Please pull out each line of the listing below that contains the string "cloth". Letter case matters.

:: Data section

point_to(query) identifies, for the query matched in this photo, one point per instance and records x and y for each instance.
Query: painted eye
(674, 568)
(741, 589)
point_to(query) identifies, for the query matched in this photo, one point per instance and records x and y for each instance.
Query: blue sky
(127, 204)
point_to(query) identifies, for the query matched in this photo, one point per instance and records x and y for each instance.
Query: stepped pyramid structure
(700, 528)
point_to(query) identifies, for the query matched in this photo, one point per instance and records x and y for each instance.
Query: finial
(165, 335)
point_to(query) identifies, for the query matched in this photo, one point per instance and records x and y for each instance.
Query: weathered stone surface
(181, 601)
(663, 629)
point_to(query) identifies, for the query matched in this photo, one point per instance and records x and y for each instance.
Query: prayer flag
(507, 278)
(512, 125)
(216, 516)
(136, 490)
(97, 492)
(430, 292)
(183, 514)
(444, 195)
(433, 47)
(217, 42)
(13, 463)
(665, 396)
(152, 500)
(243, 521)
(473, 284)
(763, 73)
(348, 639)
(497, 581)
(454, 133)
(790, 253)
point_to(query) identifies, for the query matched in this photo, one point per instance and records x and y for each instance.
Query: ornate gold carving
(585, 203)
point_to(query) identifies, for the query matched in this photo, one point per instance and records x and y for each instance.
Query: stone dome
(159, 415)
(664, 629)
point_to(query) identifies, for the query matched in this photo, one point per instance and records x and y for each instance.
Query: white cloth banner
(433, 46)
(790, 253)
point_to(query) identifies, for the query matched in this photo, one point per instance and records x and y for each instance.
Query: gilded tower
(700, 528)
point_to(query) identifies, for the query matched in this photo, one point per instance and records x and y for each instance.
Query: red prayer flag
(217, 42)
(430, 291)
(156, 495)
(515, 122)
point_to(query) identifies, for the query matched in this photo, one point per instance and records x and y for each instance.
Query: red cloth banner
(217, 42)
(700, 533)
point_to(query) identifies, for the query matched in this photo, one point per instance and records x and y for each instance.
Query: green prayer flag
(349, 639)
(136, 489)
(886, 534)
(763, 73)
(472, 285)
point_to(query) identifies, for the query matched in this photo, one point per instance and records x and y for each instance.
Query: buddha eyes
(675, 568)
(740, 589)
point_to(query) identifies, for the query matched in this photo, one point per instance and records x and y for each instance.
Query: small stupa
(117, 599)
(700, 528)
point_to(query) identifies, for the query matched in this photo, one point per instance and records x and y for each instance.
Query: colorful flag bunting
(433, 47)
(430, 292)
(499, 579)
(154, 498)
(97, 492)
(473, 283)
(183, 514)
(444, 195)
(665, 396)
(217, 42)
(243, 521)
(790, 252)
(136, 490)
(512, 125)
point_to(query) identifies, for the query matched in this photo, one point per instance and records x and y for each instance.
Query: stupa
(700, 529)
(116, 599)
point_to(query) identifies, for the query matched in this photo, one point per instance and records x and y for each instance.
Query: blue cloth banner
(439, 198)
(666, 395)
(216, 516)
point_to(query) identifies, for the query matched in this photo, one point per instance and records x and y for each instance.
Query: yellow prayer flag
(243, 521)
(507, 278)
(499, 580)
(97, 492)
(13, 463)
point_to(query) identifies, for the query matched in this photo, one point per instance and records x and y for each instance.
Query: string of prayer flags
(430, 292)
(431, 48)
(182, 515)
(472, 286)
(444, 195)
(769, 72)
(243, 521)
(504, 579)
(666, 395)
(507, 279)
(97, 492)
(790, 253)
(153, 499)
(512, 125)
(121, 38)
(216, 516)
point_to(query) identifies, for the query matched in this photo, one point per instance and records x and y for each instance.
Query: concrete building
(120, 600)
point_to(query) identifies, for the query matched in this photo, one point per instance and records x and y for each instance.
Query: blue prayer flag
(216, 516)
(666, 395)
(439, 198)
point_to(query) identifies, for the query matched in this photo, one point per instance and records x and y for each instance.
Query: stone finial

::::

• Problem solution
Query: white cloth banner
Query: red cloth banner
Query: blue cloth banner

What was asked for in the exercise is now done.